Assigned task: In the data below, how many lines contain the string "toilet"? Reply with the number only.

Dataset entries:
+ + + +
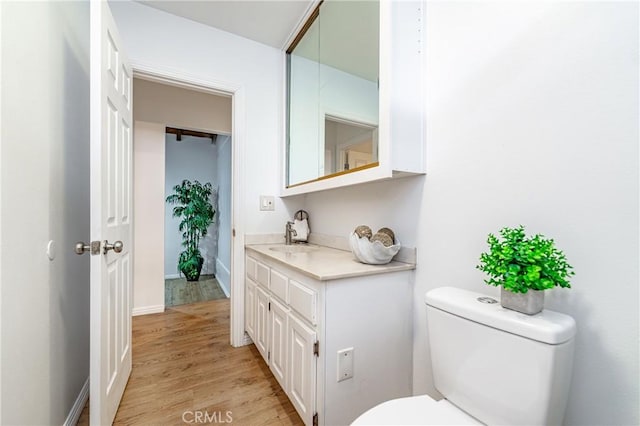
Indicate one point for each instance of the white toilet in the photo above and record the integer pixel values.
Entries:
(493, 366)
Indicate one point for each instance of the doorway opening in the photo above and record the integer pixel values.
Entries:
(197, 237)
(229, 223)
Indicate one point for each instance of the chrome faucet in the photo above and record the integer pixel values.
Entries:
(288, 233)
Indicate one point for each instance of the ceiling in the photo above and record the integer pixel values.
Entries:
(271, 22)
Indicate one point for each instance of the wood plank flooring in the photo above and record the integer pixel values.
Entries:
(179, 291)
(183, 364)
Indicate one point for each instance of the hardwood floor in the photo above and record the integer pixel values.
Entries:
(179, 291)
(183, 365)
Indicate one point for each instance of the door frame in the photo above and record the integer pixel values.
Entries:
(177, 78)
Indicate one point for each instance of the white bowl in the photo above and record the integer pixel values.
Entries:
(374, 253)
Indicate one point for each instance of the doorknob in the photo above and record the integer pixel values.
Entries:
(116, 247)
(81, 247)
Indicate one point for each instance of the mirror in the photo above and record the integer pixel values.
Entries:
(332, 75)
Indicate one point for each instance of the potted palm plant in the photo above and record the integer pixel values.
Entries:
(192, 205)
(524, 267)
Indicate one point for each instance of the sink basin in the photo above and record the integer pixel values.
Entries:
(292, 249)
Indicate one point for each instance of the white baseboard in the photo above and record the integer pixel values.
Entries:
(247, 340)
(78, 406)
(145, 310)
(223, 275)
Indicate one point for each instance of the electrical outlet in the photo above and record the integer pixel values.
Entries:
(267, 203)
(345, 364)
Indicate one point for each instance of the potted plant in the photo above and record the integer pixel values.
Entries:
(193, 206)
(524, 267)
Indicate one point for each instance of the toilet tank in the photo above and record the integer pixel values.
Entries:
(500, 366)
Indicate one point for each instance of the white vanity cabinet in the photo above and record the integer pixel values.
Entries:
(299, 324)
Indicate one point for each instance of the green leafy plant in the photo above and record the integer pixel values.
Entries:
(192, 205)
(519, 263)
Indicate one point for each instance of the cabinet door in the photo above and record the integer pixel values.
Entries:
(250, 308)
(262, 323)
(302, 368)
(278, 358)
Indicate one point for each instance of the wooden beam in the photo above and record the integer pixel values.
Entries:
(182, 132)
(305, 28)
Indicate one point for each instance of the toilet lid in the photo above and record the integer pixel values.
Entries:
(415, 410)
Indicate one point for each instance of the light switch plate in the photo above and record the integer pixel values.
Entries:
(267, 203)
(345, 364)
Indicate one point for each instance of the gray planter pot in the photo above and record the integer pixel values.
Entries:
(529, 303)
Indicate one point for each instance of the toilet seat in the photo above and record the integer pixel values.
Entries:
(415, 410)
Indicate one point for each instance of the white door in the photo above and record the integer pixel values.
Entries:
(278, 357)
(302, 368)
(111, 197)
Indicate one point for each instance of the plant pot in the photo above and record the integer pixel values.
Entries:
(193, 275)
(529, 303)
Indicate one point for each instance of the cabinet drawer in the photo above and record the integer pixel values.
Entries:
(278, 285)
(262, 274)
(303, 300)
(251, 268)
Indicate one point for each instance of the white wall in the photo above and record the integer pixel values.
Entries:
(532, 119)
(184, 109)
(44, 196)
(223, 215)
(148, 216)
(193, 159)
(210, 54)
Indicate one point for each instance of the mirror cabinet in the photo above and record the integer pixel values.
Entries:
(355, 95)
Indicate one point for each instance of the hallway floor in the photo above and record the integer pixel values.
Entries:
(183, 364)
(179, 291)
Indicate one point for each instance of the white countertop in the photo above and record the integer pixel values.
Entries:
(325, 263)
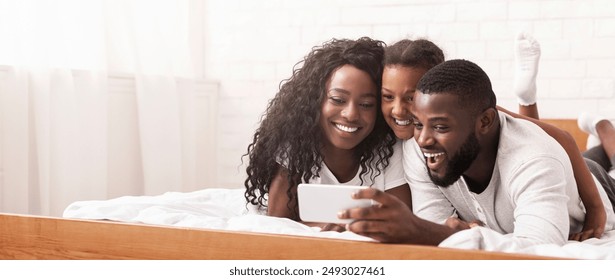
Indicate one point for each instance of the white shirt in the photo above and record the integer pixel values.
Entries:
(532, 196)
(390, 177)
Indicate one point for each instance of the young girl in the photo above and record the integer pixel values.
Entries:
(325, 126)
(407, 61)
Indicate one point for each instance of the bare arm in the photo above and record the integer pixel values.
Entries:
(595, 218)
(277, 202)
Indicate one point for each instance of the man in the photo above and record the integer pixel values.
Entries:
(470, 164)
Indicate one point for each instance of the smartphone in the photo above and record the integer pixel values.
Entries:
(321, 202)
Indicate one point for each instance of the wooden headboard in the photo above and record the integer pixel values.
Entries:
(32, 237)
(570, 125)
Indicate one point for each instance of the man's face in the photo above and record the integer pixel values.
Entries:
(446, 135)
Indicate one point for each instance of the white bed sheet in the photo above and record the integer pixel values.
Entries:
(226, 209)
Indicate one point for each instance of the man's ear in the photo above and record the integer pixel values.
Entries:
(486, 120)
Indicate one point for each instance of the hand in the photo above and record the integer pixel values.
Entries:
(389, 220)
(595, 221)
(333, 227)
(457, 224)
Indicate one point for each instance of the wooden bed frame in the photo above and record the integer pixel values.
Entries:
(32, 237)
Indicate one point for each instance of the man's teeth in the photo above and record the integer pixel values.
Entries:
(432, 156)
(402, 122)
(346, 128)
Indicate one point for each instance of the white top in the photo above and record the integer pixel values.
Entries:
(532, 196)
(390, 177)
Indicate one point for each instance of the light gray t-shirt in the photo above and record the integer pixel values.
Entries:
(532, 196)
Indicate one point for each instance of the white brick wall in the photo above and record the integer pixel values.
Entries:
(251, 45)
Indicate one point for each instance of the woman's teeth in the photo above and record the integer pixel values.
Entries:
(346, 128)
(402, 122)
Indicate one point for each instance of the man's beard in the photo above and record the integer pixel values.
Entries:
(460, 162)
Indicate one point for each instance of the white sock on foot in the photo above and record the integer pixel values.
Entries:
(527, 56)
(587, 122)
(592, 141)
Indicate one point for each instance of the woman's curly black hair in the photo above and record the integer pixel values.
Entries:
(290, 133)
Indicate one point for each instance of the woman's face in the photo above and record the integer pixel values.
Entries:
(348, 111)
(398, 87)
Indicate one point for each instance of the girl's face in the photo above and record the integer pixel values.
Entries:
(348, 111)
(398, 87)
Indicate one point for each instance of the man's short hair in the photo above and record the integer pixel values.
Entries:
(462, 78)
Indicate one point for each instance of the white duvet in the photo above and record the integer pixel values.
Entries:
(226, 209)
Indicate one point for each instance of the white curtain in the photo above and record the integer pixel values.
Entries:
(97, 100)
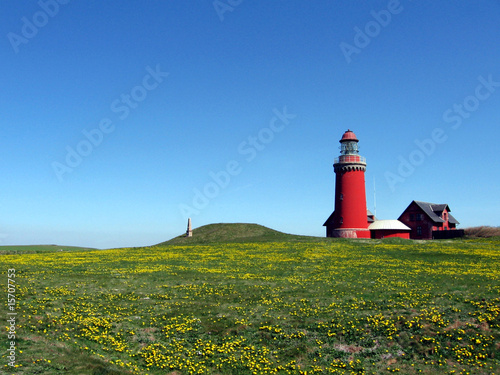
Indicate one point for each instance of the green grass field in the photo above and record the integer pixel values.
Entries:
(243, 299)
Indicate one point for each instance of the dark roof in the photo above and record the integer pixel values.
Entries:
(428, 208)
(434, 211)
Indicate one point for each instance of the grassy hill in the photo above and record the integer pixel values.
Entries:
(234, 232)
(290, 306)
(246, 299)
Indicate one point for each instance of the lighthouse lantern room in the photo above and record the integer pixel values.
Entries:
(349, 219)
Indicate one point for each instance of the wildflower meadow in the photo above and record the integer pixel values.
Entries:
(297, 306)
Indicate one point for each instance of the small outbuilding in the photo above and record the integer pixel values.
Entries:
(389, 228)
(430, 221)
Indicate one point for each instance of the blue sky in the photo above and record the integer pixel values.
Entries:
(120, 119)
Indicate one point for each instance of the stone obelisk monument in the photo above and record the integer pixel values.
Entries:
(189, 232)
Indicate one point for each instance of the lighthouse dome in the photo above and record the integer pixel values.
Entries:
(349, 136)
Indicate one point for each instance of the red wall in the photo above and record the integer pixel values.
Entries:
(386, 233)
(350, 200)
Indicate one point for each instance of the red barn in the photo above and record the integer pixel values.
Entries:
(430, 220)
(389, 228)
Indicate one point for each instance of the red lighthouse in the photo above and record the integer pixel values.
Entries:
(349, 219)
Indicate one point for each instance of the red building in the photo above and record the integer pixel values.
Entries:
(349, 219)
(430, 220)
(389, 228)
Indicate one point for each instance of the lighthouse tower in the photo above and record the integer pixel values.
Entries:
(349, 220)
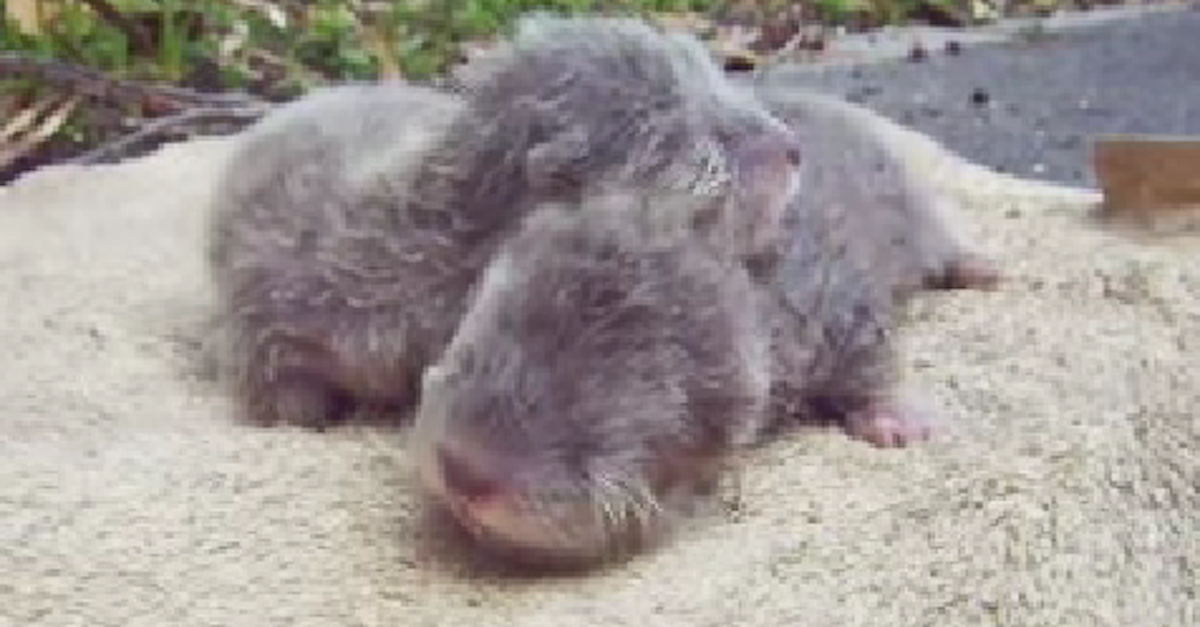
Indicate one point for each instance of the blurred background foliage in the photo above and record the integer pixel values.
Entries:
(275, 49)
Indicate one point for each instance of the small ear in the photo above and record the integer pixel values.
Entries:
(555, 167)
(435, 375)
(767, 178)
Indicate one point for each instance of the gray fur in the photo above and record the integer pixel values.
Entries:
(855, 172)
(351, 227)
(606, 364)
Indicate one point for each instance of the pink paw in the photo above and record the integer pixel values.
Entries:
(892, 423)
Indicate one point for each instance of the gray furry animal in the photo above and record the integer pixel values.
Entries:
(547, 436)
(856, 172)
(351, 226)
(607, 363)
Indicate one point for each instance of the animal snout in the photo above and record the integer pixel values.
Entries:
(467, 478)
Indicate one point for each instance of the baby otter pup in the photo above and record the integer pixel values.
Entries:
(609, 359)
(349, 227)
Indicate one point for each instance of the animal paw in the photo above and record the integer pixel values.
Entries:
(891, 423)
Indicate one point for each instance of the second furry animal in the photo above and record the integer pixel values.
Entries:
(609, 362)
(345, 240)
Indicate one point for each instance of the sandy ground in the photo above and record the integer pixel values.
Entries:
(1062, 493)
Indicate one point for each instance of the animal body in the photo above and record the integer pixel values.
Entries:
(349, 227)
(553, 431)
(856, 174)
(607, 364)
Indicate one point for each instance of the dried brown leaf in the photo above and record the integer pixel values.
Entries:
(13, 144)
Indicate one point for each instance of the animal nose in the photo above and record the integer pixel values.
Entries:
(793, 154)
(465, 477)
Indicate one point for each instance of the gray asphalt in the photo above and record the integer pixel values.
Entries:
(1031, 107)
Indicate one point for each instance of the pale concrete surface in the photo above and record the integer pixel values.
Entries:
(1063, 494)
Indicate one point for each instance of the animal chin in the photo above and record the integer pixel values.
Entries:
(523, 530)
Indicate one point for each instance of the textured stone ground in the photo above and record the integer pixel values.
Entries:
(1065, 491)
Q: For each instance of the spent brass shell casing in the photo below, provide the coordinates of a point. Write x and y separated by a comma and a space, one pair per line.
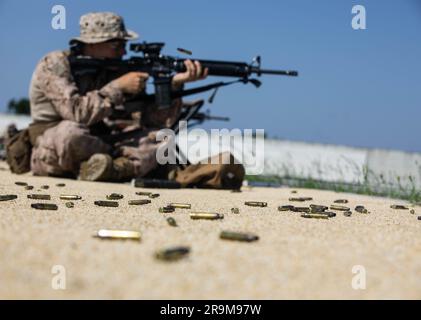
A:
172, 254
115, 196
139, 202
361, 209
118, 234
398, 207
70, 204
103, 203
285, 208
166, 209
70, 197
256, 204
44, 206
315, 216
180, 205
301, 209
39, 196
347, 213
339, 208
7, 197
235, 210
328, 213
171, 221
206, 215
316, 207
143, 193
238, 236
300, 199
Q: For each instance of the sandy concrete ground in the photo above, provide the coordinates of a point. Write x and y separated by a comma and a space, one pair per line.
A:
294, 257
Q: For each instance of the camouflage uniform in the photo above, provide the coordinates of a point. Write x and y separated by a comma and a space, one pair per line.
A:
75, 104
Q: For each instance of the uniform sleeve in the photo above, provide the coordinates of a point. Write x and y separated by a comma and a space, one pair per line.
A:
57, 83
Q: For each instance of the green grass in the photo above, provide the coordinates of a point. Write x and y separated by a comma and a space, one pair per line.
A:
383, 189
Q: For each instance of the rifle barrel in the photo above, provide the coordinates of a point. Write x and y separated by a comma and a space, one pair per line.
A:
290, 73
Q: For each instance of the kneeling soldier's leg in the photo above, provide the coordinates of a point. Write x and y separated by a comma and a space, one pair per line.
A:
61, 149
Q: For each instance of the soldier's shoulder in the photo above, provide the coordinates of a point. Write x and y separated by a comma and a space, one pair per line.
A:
56, 62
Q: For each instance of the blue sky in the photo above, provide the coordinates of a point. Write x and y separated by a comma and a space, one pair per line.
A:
356, 88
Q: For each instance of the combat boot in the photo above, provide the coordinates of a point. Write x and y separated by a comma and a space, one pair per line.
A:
101, 167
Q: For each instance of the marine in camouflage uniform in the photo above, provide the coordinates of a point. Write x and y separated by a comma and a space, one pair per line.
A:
67, 111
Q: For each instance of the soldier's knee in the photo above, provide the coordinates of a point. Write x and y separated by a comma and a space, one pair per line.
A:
71, 134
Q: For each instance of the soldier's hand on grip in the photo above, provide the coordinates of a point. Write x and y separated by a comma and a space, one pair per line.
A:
132, 82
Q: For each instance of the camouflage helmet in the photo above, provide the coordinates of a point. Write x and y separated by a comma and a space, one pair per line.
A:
96, 27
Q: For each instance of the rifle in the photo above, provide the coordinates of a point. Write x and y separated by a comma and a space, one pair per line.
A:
162, 68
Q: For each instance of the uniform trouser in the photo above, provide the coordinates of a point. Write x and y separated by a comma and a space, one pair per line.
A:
60, 150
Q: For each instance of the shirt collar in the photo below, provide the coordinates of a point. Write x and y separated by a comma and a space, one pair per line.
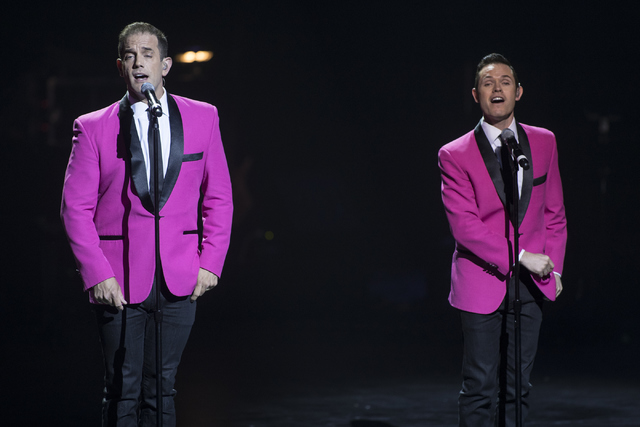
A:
140, 108
493, 133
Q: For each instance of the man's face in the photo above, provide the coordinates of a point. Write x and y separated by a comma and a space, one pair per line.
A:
497, 94
141, 63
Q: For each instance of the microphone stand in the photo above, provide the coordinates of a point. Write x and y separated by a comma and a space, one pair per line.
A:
158, 273
517, 304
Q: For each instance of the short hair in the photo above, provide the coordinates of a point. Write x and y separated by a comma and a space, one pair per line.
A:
141, 28
494, 58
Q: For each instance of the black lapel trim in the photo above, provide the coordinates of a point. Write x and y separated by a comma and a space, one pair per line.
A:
176, 150
527, 178
138, 169
490, 161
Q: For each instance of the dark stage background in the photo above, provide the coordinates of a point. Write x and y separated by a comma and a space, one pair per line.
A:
331, 114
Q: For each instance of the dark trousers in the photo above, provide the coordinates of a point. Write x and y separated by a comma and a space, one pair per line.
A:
487, 398
128, 346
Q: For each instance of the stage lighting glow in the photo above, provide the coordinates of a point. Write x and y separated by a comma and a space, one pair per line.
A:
191, 56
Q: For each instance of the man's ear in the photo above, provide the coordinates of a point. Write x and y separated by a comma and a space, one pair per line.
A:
518, 93
167, 62
119, 65
475, 94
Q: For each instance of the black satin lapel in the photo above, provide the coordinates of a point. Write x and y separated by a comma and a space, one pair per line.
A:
527, 178
490, 161
138, 169
176, 150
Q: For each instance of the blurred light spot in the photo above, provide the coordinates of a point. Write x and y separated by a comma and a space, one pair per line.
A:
191, 56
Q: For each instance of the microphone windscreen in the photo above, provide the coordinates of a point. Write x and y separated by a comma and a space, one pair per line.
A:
147, 86
506, 134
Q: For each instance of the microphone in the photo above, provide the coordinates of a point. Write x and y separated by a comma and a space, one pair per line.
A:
154, 104
508, 138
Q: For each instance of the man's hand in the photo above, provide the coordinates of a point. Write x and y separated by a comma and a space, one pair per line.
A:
206, 281
109, 292
558, 285
537, 263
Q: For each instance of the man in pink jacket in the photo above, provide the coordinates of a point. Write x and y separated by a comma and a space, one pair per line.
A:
108, 213
477, 202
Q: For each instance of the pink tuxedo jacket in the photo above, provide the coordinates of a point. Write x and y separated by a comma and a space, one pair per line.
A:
473, 197
107, 210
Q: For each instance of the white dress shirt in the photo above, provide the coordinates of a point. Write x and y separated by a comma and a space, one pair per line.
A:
141, 119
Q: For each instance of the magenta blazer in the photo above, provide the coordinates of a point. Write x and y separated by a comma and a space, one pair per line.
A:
107, 210
472, 193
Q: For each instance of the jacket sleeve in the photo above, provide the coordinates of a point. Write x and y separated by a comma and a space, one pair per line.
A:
554, 214
217, 203
79, 200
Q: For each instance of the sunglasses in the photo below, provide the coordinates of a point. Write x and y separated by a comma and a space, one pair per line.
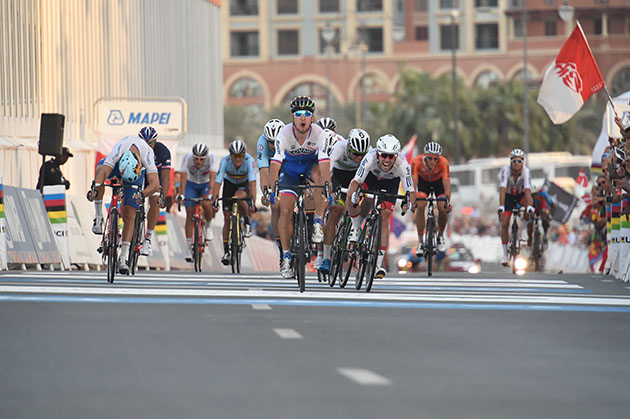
+ + + +
Result of this exercise: 4